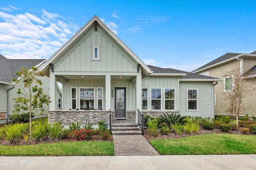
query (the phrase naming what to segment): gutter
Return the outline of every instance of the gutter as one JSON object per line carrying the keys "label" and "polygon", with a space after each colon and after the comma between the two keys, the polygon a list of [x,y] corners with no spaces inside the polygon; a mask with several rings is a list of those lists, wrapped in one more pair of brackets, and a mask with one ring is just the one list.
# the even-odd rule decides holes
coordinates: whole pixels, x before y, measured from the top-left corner
{"label": "gutter", "polygon": [[9,113],[10,113],[10,90],[14,88],[15,86],[12,86],[7,90],[7,123],[9,122]]}

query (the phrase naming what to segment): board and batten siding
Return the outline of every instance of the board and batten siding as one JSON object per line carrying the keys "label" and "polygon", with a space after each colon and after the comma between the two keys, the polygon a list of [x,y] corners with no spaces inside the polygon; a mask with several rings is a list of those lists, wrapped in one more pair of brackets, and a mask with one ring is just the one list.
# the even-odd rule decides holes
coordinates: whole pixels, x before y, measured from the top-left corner
{"label": "board and batten siding", "polygon": [[[54,62],[54,70],[136,72],[137,64],[100,27],[92,27]],[[94,47],[99,59],[94,59]]]}
{"label": "board and batten siding", "polygon": [[151,88],[162,89],[161,110],[164,110],[164,88],[175,88],[175,110],[179,110],[179,78],[166,76],[150,76],[148,78],[142,80],[142,88],[148,88],[148,105],[151,109]]}
{"label": "board and batten siding", "polygon": [[[136,102],[136,90],[135,83],[131,83],[130,80],[111,80],[111,90],[113,90],[113,96],[111,97],[111,106],[108,106],[107,108],[105,108],[106,104],[106,86],[105,80],[68,80],[68,83],[63,84],[63,89],[65,91],[63,92],[62,98],[64,99],[64,110],[69,110],[71,108],[71,88],[76,88],[76,106],[77,108],[80,109],[80,88],[93,88],[94,89],[94,106],[98,106],[98,88],[102,88],[103,89],[103,101],[102,105],[103,110],[109,110],[110,109],[112,110],[114,109],[114,97],[115,87],[125,87],[126,88],[126,110],[135,110]],[[106,107],[108,107],[107,106]]]}
{"label": "board and batten siding", "polygon": [[[180,114],[182,115],[214,118],[212,82],[180,82]],[[198,110],[188,110],[188,89],[197,89]]]}

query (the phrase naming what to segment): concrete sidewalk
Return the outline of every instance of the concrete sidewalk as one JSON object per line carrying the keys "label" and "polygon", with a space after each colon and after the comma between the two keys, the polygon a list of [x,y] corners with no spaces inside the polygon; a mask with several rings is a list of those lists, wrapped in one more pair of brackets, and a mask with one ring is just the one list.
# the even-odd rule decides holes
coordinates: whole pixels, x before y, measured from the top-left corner
{"label": "concrete sidewalk", "polygon": [[256,154],[0,156],[2,170],[253,170]]}

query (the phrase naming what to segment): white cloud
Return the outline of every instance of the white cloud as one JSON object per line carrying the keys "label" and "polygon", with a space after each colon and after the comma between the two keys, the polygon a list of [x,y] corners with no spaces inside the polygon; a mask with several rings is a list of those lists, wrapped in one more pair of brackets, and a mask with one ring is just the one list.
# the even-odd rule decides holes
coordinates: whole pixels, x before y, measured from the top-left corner
{"label": "white cloud", "polygon": [[100,20],[101,20],[116,35],[117,35],[118,33],[118,31],[117,31],[118,29],[118,26],[114,22],[112,21],[109,21],[108,22],[106,22],[104,19],[104,18],[100,18]]}
{"label": "white cloud", "polygon": [[8,8],[0,8],[0,54],[9,59],[48,59],[79,28],[45,10],[14,14],[20,9]]}

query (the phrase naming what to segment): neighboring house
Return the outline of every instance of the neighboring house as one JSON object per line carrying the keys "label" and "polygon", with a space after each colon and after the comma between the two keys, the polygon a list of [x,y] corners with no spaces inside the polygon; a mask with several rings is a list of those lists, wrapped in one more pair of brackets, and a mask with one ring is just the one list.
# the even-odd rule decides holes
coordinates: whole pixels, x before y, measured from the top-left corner
{"label": "neighboring house", "polygon": [[[29,69],[32,66],[39,66],[46,61],[45,59],[9,59],[0,55],[0,124],[7,123],[8,115],[13,114],[13,105],[15,104],[13,98],[18,97],[18,89],[21,87],[20,83],[15,84],[12,81],[13,78],[18,78],[16,73],[20,70],[22,67]],[[49,94],[49,78],[44,76],[40,78],[43,82],[44,93]],[[20,81],[22,82],[22,78]],[[56,92],[57,94],[59,94]],[[61,96],[60,95],[60,98]],[[43,105],[43,107],[49,109],[49,106]],[[42,116],[47,115],[46,111]]]}
{"label": "neighboring house", "polygon": [[[214,117],[213,84],[219,79],[147,66],[96,16],[40,70],[50,79],[49,122],[109,123],[110,110],[113,118],[137,122],[138,111]],[[56,81],[62,83],[61,111],[56,110]]]}
{"label": "neighboring house", "polygon": [[[224,94],[230,92],[234,86],[233,78],[225,78],[224,74],[227,72],[234,69],[236,66],[240,67],[240,72],[244,74],[247,71],[253,70],[255,74],[256,67],[256,51],[250,54],[227,53],[218,59],[199,68],[192,72],[208,76],[218,77],[222,79],[218,84],[214,86],[215,113],[228,114],[226,111],[228,102],[224,99]],[[254,76],[256,76],[254,74]],[[248,82],[253,83],[256,87],[255,80]],[[227,85],[230,84],[230,86]],[[250,115],[256,116],[256,92],[252,92],[251,95],[248,95],[243,99],[243,102],[246,108],[250,108],[244,113]]]}

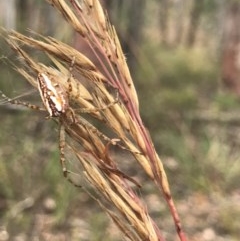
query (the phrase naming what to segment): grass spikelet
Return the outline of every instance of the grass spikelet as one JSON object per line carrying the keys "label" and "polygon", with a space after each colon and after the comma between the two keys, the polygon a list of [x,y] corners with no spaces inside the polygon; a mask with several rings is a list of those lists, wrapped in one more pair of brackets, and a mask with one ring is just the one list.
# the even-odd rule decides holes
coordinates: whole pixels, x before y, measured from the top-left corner
{"label": "grass spikelet", "polygon": [[[112,146],[135,157],[140,164],[136,168],[142,168],[163,193],[179,239],[186,240],[164,167],[142,123],[137,93],[120,42],[99,1],[48,2],[86,41],[100,68],[84,54],[51,37],[38,34],[28,37],[16,31],[5,31],[8,44],[22,60],[17,71],[34,87],[37,86],[38,73],[46,73],[68,92],[69,114],[56,122],[63,125],[71,139],[68,145],[95,190],[95,194],[90,195],[125,236],[130,240],[164,240],[147,207],[129,185],[129,181],[138,183],[119,169],[117,158],[110,151]],[[35,60],[36,57],[27,54],[25,47],[45,53],[56,68]],[[68,71],[72,62],[74,76]],[[83,112],[86,116],[82,115]],[[93,119],[101,122],[106,132],[99,130]]]}

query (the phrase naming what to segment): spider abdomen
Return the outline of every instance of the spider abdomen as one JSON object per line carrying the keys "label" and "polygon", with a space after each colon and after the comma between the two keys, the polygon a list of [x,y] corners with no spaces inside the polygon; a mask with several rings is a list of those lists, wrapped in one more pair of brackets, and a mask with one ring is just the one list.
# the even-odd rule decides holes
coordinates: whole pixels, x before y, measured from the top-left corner
{"label": "spider abdomen", "polygon": [[66,92],[59,84],[53,83],[46,74],[38,74],[38,89],[49,115],[58,117],[69,107]]}

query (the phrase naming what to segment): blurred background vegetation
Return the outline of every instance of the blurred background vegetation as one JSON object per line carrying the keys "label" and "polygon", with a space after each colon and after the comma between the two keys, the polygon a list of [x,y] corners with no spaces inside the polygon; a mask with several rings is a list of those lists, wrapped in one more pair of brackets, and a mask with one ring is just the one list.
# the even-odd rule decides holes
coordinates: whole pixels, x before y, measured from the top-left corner
{"label": "blurred background vegetation", "polygon": [[[190,240],[239,240],[240,1],[103,4]],[[84,51],[79,36],[44,0],[1,1],[0,23]],[[9,65],[17,57],[3,39],[0,51],[0,90],[11,97],[29,93],[30,86]],[[40,101],[37,92],[20,99]],[[42,116],[0,105],[0,240],[119,240],[94,202],[63,180],[56,127]],[[166,207],[153,205],[154,189],[146,184],[141,192],[166,237],[175,240]]]}

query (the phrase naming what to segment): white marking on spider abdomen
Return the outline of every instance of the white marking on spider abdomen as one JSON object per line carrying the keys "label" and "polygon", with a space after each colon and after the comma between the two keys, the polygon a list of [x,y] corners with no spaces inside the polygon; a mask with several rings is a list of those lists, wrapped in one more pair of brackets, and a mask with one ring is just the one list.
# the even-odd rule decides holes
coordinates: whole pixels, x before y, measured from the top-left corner
{"label": "white marking on spider abdomen", "polygon": [[38,74],[38,89],[48,113],[52,117],[66,112],[68,98],[66,92],[57,83],[53,83],[44,73]]}

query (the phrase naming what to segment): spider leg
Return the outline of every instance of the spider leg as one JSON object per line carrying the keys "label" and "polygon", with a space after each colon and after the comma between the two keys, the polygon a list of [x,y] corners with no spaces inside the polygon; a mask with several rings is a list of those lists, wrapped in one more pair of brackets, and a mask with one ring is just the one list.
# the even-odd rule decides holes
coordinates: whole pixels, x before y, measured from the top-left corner
{"label": "spider leg", "polygon": [[30,104],[30,103],[24,102],[24,101],[19,101],[19,100],[11,99],[11,98],[9,98],[8,96],[6,96],[5,94],[3,94],[2,91],[0,91],[0,94],[1,94],[1,96],[6,100],[6,102],[11,103],[11,104],[13,104],[13,105],[25,106],[25,107],[27,107],[27,108],[29,108],[29,109],[32,109],[32,110],[46,111],[45,108],[42,108],[42,107],[40,107],[40,106],[33,105],[33,104]]}
{"label": "spider leg", "polygon": [[65,158],[65,146],[66,146],[66,138],[65,138],[65,127],[64,125],[61,123],[61,121],[59,122],[59,150],[60,150],[60,163],[62,166],[62,172],[63,172],[63,176],[71,183],[73,184],[75,187],[82,187],[79,184],[76,184],[71,178],[69,178],[68,174],[72,173],[71,171],[69,171],[67,169],[66,166],[66,158]]}

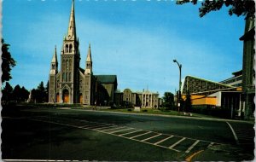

§ **Task instructions**
Pull out every line of the entries above that contains the string "marking", matching its letter case exactly.

§ **Solution to the problem**
query (the phrase naming what to segment): white marking on spider abdomen
Return the outline of every instance of the white marking on spider abdomen as one JSON object per line carrying the keys "label" and "polygon", with a space after each colon and after the comma between the two keys, the polygon a list of [x,y] corners with no spaces inside the polygon; a mask with several rings is a list of those lists, wrapped in one more pair of brackets, and a mask with one ring is just the one list.
{"label": "white marking on spider abdomen", "polygon": [[38,74],[38,89],[48,113],[52,117],[66,112],[68,98],[66,92],[57,83],[53,83],[44,73]]}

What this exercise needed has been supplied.